◆ TASK REQUIREMENTS ◆
Look through the entries below and return all lines including the word "sleeve".

(Photo-based referring expression data)
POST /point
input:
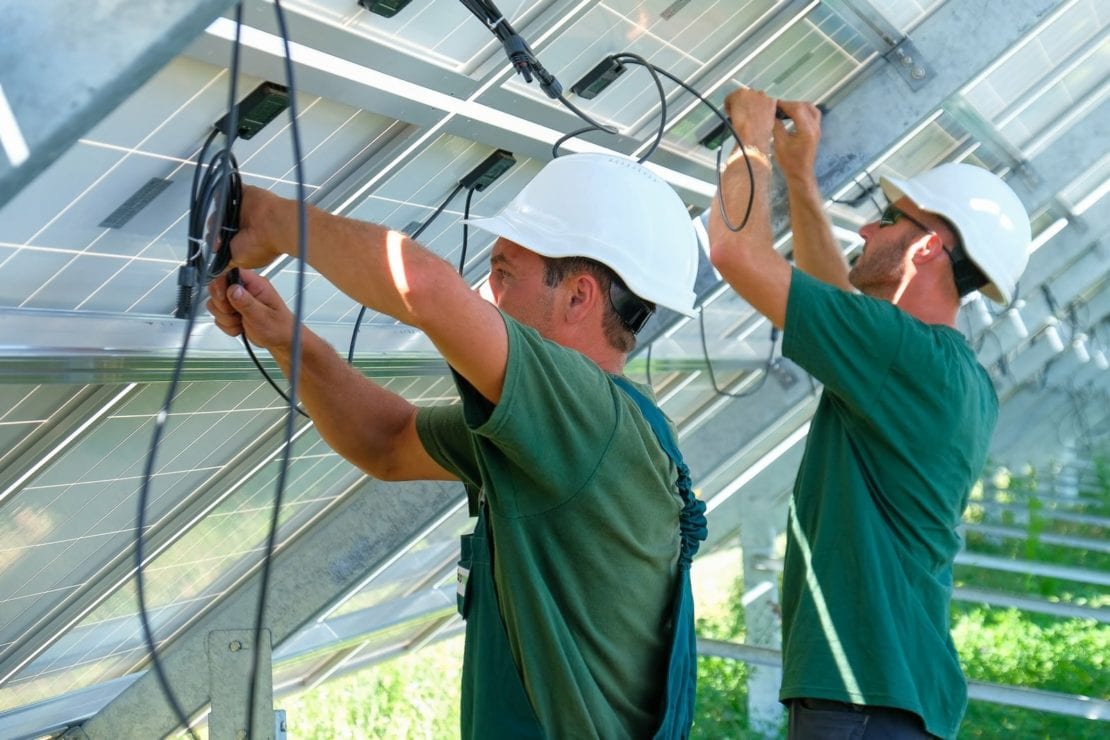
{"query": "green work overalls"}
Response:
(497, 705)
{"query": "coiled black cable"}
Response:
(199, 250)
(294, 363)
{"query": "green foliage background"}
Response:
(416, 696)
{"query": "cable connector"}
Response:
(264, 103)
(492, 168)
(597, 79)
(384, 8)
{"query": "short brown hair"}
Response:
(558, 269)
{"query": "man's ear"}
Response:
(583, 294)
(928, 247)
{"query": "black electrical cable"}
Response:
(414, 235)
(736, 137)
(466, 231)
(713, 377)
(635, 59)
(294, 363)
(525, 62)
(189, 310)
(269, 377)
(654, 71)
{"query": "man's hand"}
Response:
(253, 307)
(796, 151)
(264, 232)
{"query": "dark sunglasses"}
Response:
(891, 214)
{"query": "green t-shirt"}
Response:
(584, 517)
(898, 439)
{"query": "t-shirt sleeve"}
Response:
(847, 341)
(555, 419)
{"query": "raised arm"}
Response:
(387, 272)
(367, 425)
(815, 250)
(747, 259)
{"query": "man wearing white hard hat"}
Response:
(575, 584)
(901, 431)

--

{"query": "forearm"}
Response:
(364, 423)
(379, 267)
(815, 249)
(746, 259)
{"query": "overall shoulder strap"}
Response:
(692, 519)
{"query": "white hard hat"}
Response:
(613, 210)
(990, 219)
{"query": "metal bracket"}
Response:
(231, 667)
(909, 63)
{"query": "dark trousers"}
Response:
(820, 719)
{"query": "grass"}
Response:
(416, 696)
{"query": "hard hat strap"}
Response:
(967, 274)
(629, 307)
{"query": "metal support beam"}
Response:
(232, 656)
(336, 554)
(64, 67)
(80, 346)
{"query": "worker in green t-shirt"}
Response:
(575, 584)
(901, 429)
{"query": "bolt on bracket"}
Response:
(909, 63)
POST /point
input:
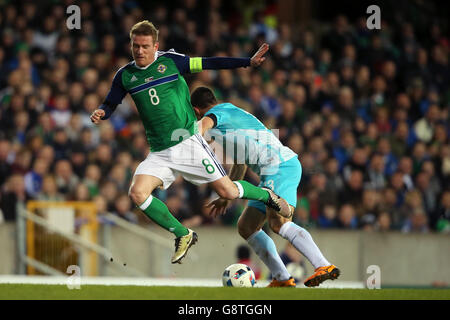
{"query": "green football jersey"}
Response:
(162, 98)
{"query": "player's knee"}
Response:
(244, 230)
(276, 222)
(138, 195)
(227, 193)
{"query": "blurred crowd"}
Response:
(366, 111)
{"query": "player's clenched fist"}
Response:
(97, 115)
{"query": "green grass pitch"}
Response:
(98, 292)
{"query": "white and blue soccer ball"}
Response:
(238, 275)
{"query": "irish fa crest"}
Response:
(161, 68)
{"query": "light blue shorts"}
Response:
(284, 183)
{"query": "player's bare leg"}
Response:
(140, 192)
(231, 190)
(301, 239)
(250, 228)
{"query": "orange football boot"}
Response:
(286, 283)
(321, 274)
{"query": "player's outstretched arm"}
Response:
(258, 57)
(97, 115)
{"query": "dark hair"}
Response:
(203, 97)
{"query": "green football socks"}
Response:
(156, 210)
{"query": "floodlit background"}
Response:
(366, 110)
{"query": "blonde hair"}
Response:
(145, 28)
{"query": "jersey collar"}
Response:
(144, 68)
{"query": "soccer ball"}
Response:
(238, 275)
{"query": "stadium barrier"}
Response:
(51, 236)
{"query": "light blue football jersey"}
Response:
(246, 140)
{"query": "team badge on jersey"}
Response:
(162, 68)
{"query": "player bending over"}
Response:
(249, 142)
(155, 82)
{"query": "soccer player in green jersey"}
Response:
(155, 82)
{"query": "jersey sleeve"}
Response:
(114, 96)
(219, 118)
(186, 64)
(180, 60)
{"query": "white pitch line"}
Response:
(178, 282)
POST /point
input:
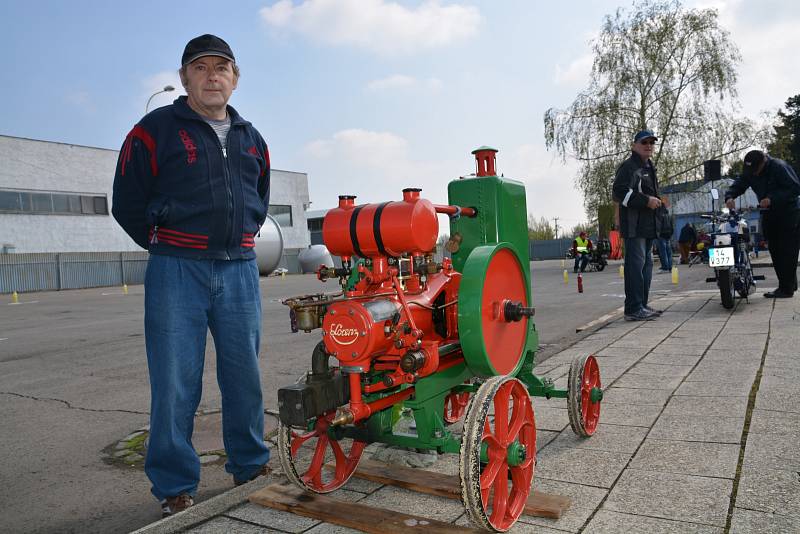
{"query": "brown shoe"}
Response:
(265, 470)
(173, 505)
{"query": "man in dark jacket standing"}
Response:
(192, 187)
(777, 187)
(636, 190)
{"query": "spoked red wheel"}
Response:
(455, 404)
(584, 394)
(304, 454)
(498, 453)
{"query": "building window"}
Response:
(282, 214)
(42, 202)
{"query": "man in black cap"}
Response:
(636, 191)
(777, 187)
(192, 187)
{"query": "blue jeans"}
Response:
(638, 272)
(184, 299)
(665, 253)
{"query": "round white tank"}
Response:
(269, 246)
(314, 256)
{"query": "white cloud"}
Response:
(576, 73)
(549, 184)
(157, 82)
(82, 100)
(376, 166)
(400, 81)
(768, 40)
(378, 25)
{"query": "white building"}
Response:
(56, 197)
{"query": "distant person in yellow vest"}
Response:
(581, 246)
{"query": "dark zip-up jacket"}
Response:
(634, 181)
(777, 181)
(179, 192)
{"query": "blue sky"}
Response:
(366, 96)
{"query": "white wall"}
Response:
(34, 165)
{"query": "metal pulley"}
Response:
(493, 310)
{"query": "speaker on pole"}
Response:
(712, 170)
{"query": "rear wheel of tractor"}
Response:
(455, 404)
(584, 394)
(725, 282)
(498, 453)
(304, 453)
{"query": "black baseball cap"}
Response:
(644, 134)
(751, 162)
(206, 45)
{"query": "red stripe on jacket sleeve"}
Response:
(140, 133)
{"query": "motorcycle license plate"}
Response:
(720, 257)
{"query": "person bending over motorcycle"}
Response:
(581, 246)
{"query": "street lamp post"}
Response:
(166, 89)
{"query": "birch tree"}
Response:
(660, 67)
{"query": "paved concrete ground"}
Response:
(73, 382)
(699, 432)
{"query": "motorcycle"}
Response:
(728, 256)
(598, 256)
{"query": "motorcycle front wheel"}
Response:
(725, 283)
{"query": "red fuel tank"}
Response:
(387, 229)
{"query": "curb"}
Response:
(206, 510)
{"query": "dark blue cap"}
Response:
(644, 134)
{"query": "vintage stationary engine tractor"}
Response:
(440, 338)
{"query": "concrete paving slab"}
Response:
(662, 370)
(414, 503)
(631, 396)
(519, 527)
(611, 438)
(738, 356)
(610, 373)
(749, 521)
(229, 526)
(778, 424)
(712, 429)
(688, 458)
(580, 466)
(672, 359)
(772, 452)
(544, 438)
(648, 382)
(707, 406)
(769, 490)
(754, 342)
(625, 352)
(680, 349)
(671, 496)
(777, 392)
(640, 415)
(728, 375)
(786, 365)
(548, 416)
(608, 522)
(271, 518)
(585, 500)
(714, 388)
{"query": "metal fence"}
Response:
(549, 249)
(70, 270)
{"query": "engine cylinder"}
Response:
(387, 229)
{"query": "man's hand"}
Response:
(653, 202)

◆ WRITTEN ANSWER ◆
{"query": "t-shirt sleeve"}
{"query": "jersey sleeve"}
{"query": "red stripe on jacket sleeve"}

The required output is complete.